▶ **给定任务 1**: 数一数下面的条目中有多少行含有字符串“blue”,只写出这个数字。

+--

• Hadoop生态圈-Flume的组件之拦截器与选择器


                       Hadoop生态圈-Flume的组件之拦截器与选择器

                                                作者:尹正杰

    版权声明:原创作品,谢绝转载!否则将追究法律责任。

      本篇博客只是配置的是Flume主流的Interceptors,想要了解更详细的配置信息请参考官网:http://flume.apache.org/FlumeUserGuide.html#flume-interceptors。

       想必大家都知道Flume的组件有Source,channel和sink。其实在Flume还有一些更深层的东西,比如你知道soucre是如何将数据传送给channel的吗?那你有知道channel又是如何将数据发送给sink的吗?对于一个Agent来说,它只能有一个source,但是它可以有多个channel和sink,如下图: 

       接下来就跟着我一起了了解一下更深层次的知识吧。接下来我们就一起探讨一下source是如何将数据发送到channel中的,以及sink是处理数据的。

    一.Source端源码查看

    1>.获取一行数据,使用其构建Event

    2>.使用processEvent处理数据

     

    3>.在处理过程中,event需要通过拦截器链,相当于过滤数据

    4>.在拦截器链中,通过迭代所有拦截器,对数据进行多次处理(例如:host拦截器,是对event进行添加头部操作)

    5>.通过拦截器处理后的event,再次进入到通道挑选器

     

    6>.迭代所有channel,将数据放进channel中

      通过上面的源码解析,看下面这张图应该就不是什么难事了吧:

      这个时候,你是否绝对第一张图画得并不自信呢?这个时候我们可以把第一张图的Source端流程画得更详细一点,如下:

    二.拦截器(Interceptors)

    1>.Interceptors 功能

      答:拦截器是在source端的在处理过程中能够对数据(event)进行修改或丢弃的组件。

    2>.官方文档

     

    3>.host interceptor(将发送的event添加主机名的header)配置案例

      a>.实际配置参数:

    [yinzhengjie@s101 ~]$ more /soft/flume/conf/yinzhengjie_hostInterceptor.conf
    # Name the components on this agent
    a1.sources = r1
    a1.sinks = k1
    a1.channels = c1
    
    # Describe/configure the source
    a1.sources.r1.type = netcat
    a1.sources.r1.bind = localhost
    a1.sources.r1.port = 8888
    
    # 指定添加拦截器
    a1.sources.r1.interceptors = i1
    a1.sources.r1.interceptors.i1.type = org.apache.flume.interceptor.HostInterceptor$Builder
    a1.sources.r1.interceptors.i1.preserveExisting = false
    # 指定header的key
    a1.sources.r1.interceptors.i1.hostHeader = hostname
    # 指定header的value为主机ip
    a1.sources.r1.interceptors.i1.useIP = true
    
    # Describe the sink
    a1.sinks.k1.type = logger
    
    # Use a channel which buffers events in memory
    a1.channels.c1.type = memory
    a1.channels.c1.capacity = 100000
    a1.channels.c1.transactionCapacity = 10000
    
    # Bind the source and sink to the channel
    a1.sources.r1.channels = c1
    a1.sinks.k1.channel = c1
    [yinzhengjie@s101 ~]$ 

      b>启动agent进程:

      c>.source端产生数据(启动nc):

      d>.检查sink端数据(检查定义好的目录"/home/yinzhengjie/log2")

+--

▶ **给定任务 2**: 从上面这篇讲Flume拦截器的文章里照录一段原文:从含有“本篇博客只是配置的是Flum”的那句开始,到“nnel中的,以及sink是处理数据的。”为止。

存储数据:

+--

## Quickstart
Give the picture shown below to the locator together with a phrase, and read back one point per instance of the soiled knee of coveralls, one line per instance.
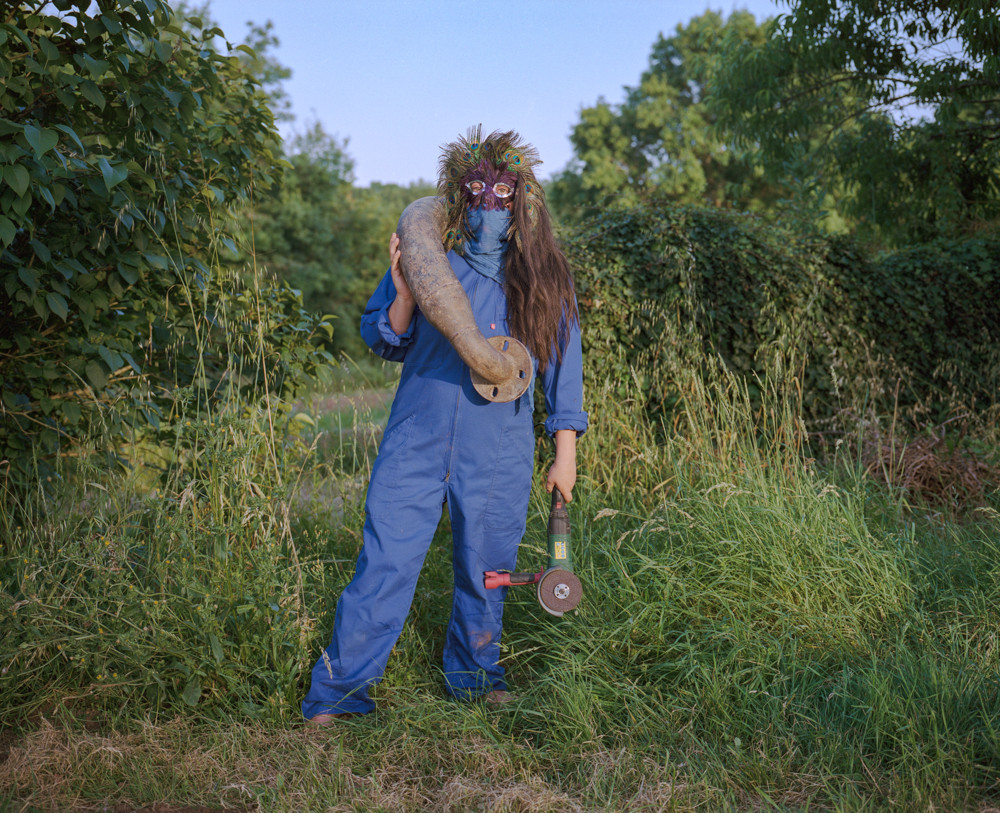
(480, 640)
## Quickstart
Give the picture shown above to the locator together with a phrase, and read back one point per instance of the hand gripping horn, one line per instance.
(501, 366)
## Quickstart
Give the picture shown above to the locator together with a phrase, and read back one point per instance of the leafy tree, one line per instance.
(324, 236)
(125, 142)
(663, 140)
(904, 96)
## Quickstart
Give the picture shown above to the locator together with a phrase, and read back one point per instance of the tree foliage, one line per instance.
(916, 325)
(325, 237)
(904, 96)
(126, 140)
(662, 139)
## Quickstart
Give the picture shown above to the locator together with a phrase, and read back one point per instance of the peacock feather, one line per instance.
(500, 152)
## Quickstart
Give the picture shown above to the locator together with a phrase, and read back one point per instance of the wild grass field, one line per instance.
(760, 630)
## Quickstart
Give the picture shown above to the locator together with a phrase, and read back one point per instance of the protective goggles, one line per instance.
(500, 189)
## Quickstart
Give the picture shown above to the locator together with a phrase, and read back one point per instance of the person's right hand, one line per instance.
(402, 289)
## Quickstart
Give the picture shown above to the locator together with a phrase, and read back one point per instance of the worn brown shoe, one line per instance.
(325, 720)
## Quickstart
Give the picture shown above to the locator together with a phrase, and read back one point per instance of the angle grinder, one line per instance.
(559, 590)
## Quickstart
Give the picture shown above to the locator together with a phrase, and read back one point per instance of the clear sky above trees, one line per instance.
(400, 78)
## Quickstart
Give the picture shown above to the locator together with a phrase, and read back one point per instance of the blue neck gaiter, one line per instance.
(485, 251)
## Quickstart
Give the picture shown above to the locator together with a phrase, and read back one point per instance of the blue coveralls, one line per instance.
(443, 443)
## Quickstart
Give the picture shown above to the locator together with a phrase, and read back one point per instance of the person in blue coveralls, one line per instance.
(446, 444)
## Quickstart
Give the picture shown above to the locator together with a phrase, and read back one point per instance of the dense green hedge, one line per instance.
(659, 282)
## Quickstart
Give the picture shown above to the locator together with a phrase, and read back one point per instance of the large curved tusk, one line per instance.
(501, 366)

+--

▶ **练习答案 1**: 3

▶ **练习答案 2**:
本篇博客只是配置的是Flume主流的Interceptors,想要了解更详细的配置信息请参考官网:http://flume.apache.org/FlumeUserGuide.html#flume-interceptors。

       想必大家都知道Flume的组件有Source,channel和sink。其实在Flume还有一些更深层的东西,比如你知道soucre是如何将数据传送给channel的吗?那你有知道channel又是如何将数据发送给sink的吗?对于一个Agent来说,它只能有一个source,但是它可以有多个channel和sink,如下图: 

       接下来就跟着我一起了了解一下更深层次的知识吧。接下来我们就一起探讨一下source是如何将数据发送到channel中的,以及sink是处理数据的。